[Saved entries]
┌────────

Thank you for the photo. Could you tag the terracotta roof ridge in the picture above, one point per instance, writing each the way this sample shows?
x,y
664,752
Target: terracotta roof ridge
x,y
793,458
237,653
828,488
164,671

└────────

• Task to carry out: Output all of the entries without altering a single word.

• Written reply:
Thank you for the photo. Could you tag the terracotta roof ridge in the picture above, one point per instance, writing each the way this sample shows?
x,y
664,752
Target: terracotta roof ridge
x,y
793,458
237,653
828,488
164,671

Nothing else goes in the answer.